EXERCISE AIM: Starting at the line containing "Every instance of the porch" and ending at the last of the entries, write those lines out again with "porch railing" changed to "balcony railing" and nothing else altered.

Stored data entries
____
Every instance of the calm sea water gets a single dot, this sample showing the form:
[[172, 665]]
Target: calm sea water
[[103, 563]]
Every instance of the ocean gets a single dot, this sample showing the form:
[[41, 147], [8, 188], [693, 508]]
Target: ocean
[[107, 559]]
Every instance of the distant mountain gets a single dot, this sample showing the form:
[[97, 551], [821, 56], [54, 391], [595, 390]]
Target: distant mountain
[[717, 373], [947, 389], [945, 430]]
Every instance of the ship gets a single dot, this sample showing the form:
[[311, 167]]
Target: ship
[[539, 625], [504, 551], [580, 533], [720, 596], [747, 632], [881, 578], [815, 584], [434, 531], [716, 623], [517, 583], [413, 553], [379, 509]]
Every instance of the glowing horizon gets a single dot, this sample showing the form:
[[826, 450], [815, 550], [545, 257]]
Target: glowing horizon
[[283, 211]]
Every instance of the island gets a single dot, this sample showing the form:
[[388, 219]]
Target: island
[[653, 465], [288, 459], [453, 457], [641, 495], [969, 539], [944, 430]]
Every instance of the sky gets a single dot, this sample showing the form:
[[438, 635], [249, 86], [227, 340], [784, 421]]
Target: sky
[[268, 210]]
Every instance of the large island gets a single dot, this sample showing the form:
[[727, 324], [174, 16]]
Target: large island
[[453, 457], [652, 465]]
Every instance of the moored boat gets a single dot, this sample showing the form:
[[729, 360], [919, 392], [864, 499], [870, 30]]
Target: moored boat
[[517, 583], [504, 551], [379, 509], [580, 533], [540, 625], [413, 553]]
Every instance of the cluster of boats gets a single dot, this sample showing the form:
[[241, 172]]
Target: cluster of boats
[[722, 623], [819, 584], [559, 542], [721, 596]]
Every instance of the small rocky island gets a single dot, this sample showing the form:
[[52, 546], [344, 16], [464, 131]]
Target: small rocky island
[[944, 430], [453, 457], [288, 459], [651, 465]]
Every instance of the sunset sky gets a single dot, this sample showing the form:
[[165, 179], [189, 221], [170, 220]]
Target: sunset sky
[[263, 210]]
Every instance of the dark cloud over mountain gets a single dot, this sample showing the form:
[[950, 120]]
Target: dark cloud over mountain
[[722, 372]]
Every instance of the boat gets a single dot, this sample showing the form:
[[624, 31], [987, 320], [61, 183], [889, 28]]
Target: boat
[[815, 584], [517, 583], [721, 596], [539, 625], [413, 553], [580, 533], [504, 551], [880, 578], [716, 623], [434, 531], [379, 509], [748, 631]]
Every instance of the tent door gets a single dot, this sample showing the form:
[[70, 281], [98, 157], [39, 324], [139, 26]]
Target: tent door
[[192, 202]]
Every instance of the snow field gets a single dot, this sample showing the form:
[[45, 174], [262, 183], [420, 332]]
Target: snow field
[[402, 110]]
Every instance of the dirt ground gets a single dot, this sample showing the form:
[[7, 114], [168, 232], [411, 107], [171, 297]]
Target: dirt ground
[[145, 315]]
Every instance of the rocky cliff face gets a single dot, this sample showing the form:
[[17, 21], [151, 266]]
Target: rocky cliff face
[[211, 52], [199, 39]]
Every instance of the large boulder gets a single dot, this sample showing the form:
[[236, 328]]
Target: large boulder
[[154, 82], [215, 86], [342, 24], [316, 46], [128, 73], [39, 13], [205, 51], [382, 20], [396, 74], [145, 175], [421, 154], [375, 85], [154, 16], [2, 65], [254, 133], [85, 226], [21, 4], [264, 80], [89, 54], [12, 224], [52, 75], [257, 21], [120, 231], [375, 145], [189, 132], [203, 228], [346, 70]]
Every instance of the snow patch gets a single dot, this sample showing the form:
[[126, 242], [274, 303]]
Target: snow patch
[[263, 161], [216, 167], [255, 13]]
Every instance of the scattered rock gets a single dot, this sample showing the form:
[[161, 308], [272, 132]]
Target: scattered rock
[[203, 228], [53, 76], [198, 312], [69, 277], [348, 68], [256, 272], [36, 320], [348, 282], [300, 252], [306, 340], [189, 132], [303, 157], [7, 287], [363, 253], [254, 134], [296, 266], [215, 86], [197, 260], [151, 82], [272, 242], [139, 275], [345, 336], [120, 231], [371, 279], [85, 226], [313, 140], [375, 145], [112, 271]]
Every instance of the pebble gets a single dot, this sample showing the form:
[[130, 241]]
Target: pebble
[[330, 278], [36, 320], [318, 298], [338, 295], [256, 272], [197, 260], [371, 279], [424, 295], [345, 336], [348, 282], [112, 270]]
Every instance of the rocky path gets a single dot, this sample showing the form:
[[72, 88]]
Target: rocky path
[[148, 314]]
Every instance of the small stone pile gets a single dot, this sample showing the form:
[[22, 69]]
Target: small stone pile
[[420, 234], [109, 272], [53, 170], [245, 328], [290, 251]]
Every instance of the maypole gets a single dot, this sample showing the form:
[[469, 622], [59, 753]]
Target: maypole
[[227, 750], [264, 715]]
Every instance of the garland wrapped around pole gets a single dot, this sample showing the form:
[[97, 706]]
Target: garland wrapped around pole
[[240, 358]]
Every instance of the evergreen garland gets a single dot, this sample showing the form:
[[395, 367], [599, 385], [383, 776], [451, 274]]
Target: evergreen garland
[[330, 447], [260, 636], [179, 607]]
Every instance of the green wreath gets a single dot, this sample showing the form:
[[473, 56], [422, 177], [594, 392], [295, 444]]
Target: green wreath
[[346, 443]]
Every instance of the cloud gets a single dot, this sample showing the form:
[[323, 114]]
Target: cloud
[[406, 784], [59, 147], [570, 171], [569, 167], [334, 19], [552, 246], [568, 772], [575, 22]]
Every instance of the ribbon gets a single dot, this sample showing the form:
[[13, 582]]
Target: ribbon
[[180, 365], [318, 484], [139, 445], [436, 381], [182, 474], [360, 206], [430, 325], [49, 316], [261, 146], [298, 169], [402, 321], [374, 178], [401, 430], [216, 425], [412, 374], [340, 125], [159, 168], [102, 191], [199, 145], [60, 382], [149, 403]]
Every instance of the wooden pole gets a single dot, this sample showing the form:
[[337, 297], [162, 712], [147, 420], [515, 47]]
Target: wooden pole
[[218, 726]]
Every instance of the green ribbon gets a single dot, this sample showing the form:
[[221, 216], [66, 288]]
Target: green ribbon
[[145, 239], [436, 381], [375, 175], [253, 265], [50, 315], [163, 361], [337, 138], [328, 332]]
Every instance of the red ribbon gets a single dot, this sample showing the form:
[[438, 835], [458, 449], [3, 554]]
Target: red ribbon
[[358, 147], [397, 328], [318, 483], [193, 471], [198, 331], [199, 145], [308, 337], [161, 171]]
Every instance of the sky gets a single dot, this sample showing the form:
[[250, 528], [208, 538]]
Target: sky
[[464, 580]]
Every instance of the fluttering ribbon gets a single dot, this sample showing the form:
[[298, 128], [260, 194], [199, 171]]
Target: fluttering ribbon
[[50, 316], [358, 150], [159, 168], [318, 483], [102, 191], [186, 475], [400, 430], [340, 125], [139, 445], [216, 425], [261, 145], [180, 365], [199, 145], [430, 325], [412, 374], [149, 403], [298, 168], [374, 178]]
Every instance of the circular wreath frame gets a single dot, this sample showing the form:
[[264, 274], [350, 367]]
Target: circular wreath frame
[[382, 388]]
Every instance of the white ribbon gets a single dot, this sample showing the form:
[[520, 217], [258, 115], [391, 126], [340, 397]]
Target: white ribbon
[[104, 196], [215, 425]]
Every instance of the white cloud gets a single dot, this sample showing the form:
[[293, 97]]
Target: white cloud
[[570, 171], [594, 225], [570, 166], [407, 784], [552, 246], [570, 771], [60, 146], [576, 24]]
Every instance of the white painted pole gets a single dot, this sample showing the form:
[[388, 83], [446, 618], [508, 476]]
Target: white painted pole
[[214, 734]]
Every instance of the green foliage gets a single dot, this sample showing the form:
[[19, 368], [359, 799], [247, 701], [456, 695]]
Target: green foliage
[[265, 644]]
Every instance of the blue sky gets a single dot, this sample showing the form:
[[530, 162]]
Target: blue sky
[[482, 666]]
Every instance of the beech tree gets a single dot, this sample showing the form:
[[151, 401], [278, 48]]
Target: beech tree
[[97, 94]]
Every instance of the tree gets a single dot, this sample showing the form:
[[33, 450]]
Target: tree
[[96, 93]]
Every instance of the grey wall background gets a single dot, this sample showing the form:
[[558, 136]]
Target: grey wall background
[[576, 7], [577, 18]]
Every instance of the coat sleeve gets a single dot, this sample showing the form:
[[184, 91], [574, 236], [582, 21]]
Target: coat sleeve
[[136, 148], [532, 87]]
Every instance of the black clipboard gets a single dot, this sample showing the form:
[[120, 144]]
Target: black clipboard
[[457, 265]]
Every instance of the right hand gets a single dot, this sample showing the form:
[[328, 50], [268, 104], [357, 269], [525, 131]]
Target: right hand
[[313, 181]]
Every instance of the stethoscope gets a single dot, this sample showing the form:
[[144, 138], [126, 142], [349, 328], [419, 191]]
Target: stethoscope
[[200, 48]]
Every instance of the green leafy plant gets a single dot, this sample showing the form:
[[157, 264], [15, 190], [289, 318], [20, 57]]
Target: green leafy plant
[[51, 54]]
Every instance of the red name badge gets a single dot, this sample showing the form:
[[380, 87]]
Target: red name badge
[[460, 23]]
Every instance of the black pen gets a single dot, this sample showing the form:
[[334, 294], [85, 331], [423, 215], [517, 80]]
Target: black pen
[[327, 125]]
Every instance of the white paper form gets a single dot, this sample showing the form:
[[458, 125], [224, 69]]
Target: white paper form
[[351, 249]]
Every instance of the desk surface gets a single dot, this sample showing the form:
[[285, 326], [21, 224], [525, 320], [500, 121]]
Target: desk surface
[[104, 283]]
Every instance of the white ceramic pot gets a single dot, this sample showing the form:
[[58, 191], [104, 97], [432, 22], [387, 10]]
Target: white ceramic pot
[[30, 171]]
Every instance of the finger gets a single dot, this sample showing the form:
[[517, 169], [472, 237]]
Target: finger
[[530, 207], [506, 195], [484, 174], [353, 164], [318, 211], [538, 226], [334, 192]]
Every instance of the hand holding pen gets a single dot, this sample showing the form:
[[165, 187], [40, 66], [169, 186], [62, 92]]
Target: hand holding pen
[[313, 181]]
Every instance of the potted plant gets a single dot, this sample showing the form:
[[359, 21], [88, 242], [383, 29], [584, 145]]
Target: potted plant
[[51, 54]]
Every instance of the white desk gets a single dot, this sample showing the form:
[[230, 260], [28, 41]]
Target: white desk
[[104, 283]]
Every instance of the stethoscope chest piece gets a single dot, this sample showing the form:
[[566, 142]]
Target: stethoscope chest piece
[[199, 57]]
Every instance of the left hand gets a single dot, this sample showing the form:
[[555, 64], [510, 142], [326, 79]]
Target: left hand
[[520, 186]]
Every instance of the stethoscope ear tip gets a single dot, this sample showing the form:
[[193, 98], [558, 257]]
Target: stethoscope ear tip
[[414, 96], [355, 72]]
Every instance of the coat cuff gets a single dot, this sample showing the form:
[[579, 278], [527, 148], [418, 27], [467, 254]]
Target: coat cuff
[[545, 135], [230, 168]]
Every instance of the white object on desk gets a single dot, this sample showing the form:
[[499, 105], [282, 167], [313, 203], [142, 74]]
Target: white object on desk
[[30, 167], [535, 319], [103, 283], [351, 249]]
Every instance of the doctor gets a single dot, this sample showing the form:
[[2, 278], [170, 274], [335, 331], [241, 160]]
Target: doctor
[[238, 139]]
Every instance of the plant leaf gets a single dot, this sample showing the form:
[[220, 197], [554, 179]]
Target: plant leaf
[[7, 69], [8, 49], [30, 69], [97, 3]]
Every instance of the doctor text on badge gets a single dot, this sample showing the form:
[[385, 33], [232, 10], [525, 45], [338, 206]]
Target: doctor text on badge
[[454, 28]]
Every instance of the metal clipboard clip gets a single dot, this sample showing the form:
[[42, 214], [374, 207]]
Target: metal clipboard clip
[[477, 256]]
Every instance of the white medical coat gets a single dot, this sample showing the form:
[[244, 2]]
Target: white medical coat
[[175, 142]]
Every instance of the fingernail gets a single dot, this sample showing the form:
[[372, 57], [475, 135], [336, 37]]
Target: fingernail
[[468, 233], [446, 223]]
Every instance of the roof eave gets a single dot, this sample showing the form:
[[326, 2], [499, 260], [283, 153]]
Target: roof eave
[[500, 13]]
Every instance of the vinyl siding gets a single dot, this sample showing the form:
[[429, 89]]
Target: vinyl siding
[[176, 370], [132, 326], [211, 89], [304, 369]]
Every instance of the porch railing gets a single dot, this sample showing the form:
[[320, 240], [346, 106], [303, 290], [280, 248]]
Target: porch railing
____
ANSWER TO THE PROBLEM:
Every instance of the balcony railing gets a single dot, this sample showing the form:
[[320, 240], [346, 106], [303, 290], [280, 248]]
Target: balcony railing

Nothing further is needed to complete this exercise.